Instructions for the task => From the listing below, copy each line that holds "boot".

Records for this task =>
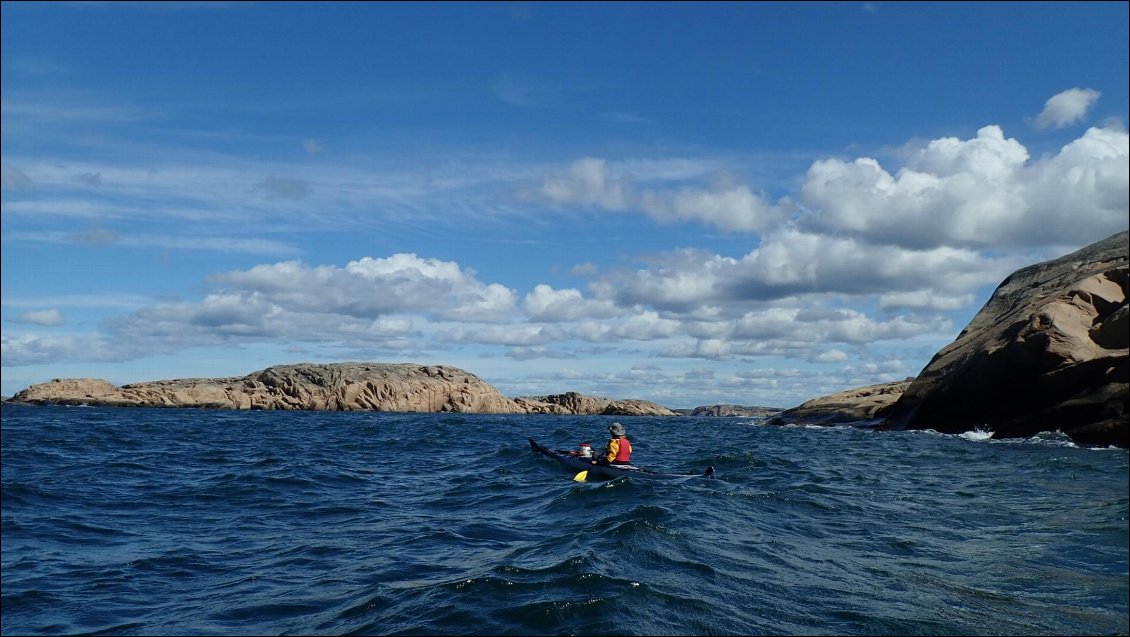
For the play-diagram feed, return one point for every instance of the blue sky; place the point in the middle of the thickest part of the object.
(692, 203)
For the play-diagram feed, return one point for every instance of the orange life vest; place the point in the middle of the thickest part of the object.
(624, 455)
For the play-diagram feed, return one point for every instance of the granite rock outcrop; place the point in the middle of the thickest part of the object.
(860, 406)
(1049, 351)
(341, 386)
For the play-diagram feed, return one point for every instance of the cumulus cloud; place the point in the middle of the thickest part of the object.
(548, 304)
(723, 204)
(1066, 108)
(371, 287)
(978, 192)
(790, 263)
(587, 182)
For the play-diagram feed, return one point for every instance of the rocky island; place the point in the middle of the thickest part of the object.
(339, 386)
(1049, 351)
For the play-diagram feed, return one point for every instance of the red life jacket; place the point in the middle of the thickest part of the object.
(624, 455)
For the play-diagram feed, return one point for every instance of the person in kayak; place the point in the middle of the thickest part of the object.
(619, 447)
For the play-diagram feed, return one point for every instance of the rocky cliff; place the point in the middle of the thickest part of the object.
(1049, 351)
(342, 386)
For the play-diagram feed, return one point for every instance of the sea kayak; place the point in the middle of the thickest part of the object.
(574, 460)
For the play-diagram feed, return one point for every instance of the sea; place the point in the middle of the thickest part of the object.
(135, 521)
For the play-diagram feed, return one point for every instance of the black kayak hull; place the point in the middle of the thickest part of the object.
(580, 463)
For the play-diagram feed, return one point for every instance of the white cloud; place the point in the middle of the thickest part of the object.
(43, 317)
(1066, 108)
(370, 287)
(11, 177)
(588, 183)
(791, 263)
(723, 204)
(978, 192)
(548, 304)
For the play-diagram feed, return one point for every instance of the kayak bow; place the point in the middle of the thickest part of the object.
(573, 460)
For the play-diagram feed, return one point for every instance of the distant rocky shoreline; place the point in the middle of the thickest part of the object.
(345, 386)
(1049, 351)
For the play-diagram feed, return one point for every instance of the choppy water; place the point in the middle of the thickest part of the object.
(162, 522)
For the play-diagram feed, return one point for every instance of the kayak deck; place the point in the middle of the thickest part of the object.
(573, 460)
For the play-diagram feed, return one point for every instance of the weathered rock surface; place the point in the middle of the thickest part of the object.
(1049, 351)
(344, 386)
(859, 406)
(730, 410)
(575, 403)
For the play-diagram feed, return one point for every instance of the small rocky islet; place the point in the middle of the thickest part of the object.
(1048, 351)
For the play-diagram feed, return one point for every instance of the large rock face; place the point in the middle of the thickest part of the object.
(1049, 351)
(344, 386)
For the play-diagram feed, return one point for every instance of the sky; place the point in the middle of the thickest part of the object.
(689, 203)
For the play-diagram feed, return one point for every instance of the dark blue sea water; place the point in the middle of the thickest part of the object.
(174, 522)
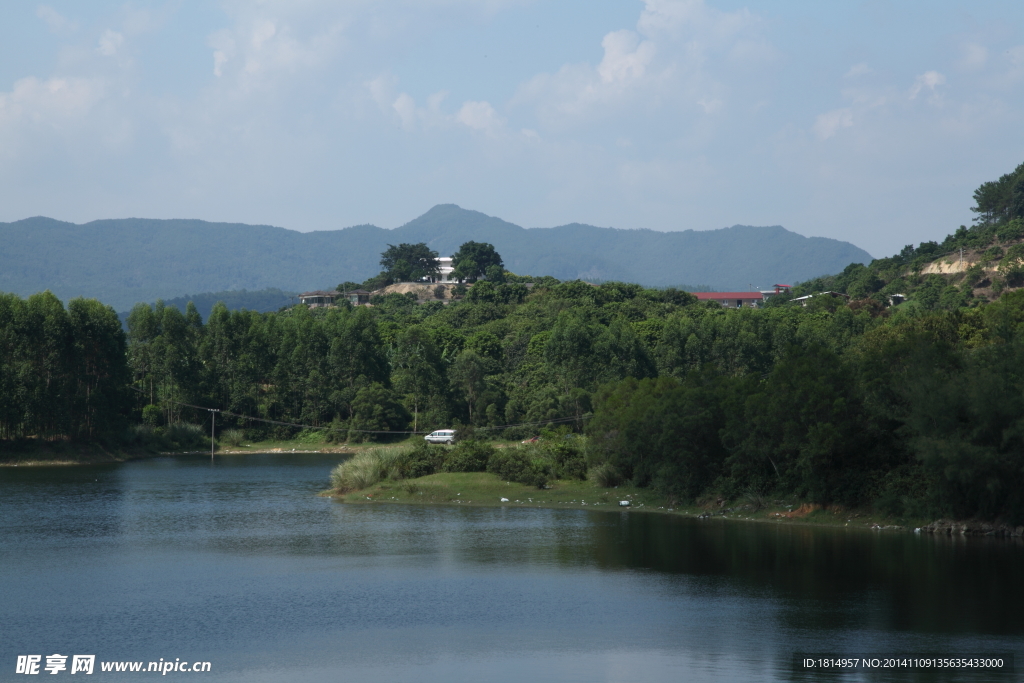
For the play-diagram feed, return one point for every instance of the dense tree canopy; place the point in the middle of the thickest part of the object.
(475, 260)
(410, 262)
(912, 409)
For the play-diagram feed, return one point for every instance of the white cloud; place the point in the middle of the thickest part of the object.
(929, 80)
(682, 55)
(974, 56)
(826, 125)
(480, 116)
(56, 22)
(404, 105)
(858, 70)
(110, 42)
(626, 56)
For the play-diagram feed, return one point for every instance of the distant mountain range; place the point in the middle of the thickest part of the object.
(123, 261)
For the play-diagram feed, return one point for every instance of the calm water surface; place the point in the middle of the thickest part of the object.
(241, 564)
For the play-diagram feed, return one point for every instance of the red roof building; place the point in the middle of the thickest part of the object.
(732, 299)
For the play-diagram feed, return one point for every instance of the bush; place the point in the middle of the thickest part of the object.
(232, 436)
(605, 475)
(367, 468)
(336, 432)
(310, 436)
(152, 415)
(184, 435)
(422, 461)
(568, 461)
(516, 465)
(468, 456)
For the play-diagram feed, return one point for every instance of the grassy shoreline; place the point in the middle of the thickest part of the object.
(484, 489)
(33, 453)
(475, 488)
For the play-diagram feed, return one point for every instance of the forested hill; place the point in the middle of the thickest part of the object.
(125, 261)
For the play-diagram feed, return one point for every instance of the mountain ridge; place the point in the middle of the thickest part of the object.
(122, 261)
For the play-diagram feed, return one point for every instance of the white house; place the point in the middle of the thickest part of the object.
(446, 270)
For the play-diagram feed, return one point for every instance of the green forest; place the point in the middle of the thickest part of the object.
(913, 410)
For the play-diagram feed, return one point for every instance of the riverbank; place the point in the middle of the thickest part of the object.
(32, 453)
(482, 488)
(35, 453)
==
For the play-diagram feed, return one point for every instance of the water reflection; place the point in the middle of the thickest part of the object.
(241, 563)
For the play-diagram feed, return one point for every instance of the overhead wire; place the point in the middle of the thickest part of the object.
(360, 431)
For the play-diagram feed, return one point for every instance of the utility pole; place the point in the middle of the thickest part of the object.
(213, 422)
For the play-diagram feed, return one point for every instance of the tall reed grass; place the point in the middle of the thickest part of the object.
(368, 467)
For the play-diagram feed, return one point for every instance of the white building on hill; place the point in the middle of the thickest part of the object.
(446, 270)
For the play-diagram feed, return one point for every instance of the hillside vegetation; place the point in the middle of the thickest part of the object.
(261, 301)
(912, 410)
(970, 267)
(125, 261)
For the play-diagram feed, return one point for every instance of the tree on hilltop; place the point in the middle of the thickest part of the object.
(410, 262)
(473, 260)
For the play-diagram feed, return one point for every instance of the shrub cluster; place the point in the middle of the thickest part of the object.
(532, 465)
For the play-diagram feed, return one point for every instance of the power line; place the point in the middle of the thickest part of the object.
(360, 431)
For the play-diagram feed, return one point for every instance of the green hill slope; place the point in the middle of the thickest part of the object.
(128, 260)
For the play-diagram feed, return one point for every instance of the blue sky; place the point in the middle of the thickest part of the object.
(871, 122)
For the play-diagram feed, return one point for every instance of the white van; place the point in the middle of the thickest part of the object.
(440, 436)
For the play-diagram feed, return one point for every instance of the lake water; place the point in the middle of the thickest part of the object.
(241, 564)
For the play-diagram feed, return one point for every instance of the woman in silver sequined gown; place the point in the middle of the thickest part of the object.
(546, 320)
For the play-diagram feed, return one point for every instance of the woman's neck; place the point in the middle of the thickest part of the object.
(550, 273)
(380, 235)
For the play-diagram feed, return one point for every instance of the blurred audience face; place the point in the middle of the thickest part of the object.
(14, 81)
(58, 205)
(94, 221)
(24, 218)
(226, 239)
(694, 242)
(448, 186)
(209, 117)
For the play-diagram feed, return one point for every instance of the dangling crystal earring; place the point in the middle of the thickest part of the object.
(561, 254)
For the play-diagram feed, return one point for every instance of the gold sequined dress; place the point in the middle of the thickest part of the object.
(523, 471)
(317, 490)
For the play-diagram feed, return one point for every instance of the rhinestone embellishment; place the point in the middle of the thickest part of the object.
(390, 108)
==
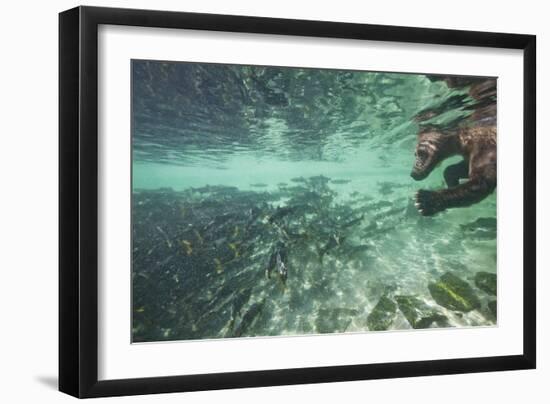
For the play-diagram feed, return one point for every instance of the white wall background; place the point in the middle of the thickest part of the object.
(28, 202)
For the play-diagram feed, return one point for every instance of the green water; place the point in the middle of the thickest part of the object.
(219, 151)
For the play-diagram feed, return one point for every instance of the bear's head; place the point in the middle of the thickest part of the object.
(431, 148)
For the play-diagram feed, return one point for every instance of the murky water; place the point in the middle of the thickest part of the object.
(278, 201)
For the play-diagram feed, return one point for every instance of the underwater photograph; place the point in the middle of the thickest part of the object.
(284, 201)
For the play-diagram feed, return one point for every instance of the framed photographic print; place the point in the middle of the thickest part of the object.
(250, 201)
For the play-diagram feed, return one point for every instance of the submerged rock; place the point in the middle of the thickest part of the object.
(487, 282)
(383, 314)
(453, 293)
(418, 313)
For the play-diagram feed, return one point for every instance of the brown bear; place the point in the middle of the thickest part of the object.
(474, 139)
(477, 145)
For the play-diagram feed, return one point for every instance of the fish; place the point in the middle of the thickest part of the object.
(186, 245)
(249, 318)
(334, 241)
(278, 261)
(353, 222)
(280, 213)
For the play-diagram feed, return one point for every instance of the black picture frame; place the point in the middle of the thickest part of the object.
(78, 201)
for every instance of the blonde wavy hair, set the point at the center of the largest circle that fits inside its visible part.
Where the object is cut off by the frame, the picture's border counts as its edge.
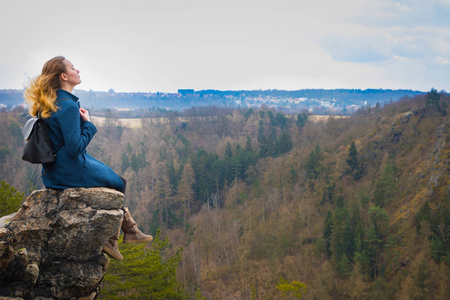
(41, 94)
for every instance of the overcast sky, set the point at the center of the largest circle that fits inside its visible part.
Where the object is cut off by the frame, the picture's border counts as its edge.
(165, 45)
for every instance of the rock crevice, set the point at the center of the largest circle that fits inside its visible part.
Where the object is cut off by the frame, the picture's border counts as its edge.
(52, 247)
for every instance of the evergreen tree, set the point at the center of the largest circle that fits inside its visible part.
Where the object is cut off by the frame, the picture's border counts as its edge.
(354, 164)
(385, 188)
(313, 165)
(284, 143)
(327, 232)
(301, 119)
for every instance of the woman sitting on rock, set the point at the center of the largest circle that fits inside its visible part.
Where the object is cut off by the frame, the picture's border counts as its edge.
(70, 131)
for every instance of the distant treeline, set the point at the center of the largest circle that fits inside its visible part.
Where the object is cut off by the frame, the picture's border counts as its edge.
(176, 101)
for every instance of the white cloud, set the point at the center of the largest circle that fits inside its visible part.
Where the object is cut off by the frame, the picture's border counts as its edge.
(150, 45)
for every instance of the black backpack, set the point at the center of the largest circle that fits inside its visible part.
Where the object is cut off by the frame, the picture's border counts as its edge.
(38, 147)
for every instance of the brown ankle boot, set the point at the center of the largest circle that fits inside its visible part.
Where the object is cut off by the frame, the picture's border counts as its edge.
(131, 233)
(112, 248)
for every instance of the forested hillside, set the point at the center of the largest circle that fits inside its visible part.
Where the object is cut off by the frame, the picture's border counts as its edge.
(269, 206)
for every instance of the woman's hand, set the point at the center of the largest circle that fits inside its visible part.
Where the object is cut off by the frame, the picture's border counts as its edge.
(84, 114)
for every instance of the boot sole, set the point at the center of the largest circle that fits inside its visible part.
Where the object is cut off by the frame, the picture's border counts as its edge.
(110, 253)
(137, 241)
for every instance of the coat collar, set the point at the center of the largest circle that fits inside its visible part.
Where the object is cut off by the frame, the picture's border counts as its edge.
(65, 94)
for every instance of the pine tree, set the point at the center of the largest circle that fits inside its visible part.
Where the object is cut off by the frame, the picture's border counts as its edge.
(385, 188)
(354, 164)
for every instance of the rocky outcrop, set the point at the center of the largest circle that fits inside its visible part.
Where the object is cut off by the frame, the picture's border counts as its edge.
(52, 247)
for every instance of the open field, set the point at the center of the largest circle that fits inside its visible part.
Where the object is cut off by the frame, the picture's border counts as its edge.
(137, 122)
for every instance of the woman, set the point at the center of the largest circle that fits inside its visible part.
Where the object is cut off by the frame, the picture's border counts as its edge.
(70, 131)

Task answer =>
for every instance of the brown ankle boot, set the point at the center of the largest circle that fits inside its visible part.
for every instance of the boot sole, set the point at the center of the largest circle that fits inside its visible part.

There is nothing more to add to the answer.